• WORK TO DO
Copy each of the rows below word for word, keeping every line, number, and punctuation mark unchanged.

○ ○ ○ ○

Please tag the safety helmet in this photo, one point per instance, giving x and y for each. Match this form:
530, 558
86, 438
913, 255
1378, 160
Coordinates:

○ ○ ○ ○

• RESPONSE TO THE EXERCISE
Please tag the safety helmet in this photo, one point per instance, giving x and y for each. Match this form:
530, 558
86, 438
913, 255
1378, 160
Coordinates:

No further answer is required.